• SUPPLIED PASSAGE:

Generated on Friday, August 22, 2025 at 7:33 PM

Introduction

This page provides a high-level overview of the internals of doxygen, with links to the relevant parts of the code. This document is intended for developers who want to work on doxygen. Users of doxygen are referred to the User Manual.

The generic starting point of the application is of course the main() function.

Configuration options

Configuration file data is stored in singleton class Config and can be accessed using wrapper macros Config_getString(), Config_getInt(), Config_getList(), Config_getEnum(), and Config_getBool() depending on the type of the option.

The format of the configuration file (options and types) is defined by the file config.xml. As part of the build process, the python script configgen.py will create the files configoptions.cpp, configvalues.h and configvalues.cpp from this, which serves as the input for the configuration file parser that is invoked using Config::parse(). The script configgen.py will also create the documentation for the configuration items, creating the file config.doc.

Gathering Input files

After the configuration is known, the input files are searched using searchInputFiles() and any tag files are read using readTagFile()

Parsing Input files

The function parseFilesSingleThreading() takes care of parsing all files (in case NUM_PROC_THREADS!=1, the function parseFilesMultiThreading() is used instead).

These functions use the ParserManager singleton factory to create a suitable parser object for each file. Each parser implements two abstract interfaces: OutlineParserInterface en CodeParserInterface. The OutlineParserInterface is used to collect information about the symbols that can be documented but does not look into the body of functions. The CodeParserInterface is used for syntax highlighting, but also to collect the symbol references needed for cross reference relations.

If the parser indicates it needs preprocessing via OutlineParserInterface::needsPreprocessing(), doxygen will call Preprocessor::processFile() on the file.

A second step is to convert multiline C++-style comments into C style comments for easier processing later on. As side effect of this step also aliases (ALIASES option) are resolved. The function that performs these 2 tasks is called convertCppComments().

Note: Alias resolution should better be done in a separate step as it is now coupled to C/C++ code and does not work automatically for other languages!

The third step is the actual language parsing and is done by calling OutlineParserInterface::parseInput() on the parser interface returned by the ParserManager.

• PROMPT A:
Answer these questions about the doxygen internals overview, one per line:
(i) Which Python script generates configoptions.cpp, configvalues.h and configvalues.cpp?
(ii) Which function searches for the input files once the configuration is known?
(iii) Which function replaces parseFilesSingleThreading() when NUM_PROC_THREADS!=1?
The records that follow are unrelated to the doxygen internals overview.

• MATERIAL FOR THIS EXERCISE:
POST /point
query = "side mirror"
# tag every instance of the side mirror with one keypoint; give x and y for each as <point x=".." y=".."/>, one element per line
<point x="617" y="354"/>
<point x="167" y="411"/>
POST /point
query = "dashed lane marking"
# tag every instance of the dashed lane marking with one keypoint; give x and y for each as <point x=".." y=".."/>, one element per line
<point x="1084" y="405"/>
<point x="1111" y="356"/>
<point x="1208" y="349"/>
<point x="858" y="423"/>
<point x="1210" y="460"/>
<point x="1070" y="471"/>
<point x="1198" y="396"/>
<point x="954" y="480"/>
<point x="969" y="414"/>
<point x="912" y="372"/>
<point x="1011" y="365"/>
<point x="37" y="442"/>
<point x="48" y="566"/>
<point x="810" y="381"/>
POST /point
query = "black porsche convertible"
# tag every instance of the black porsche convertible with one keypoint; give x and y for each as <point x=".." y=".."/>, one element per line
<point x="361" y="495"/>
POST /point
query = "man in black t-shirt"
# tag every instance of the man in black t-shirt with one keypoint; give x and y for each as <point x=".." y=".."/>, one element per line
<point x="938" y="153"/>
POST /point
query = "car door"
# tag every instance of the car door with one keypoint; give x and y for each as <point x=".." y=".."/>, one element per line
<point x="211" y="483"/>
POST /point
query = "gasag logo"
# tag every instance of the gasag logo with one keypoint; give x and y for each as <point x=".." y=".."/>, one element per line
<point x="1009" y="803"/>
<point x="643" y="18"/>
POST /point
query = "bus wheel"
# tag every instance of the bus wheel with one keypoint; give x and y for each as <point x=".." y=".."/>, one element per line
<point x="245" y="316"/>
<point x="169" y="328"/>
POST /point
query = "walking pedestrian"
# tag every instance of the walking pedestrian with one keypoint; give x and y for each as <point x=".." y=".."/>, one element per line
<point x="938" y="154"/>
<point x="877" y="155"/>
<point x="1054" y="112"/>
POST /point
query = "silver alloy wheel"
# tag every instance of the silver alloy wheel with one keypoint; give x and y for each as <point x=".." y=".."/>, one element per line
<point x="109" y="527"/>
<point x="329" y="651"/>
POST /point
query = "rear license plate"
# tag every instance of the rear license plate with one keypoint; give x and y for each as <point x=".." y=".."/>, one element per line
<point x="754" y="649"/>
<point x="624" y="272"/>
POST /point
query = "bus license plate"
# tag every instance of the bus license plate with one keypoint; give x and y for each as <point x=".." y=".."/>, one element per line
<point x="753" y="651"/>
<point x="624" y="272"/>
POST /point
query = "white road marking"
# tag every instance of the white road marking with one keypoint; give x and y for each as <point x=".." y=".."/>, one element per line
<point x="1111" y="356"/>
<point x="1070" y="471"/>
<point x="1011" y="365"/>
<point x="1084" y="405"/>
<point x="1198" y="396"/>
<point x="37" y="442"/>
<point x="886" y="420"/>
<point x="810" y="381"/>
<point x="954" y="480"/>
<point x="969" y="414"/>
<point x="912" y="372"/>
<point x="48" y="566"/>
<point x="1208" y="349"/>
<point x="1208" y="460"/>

• PROMPT B:
Gather every line of the records that contains the string "walking". Case counts.

• TASK ANSWER A:
(i) configgen.py
(ii) searchInputFiles()
(iii) parseFilesMultiThreading()

• TASK ANSWER B:
query = "walking pedestrian"
# tag every instance of the walking pedestrian with one keypoint; give x and y for each as <point x=".." y=".."/>, one element per line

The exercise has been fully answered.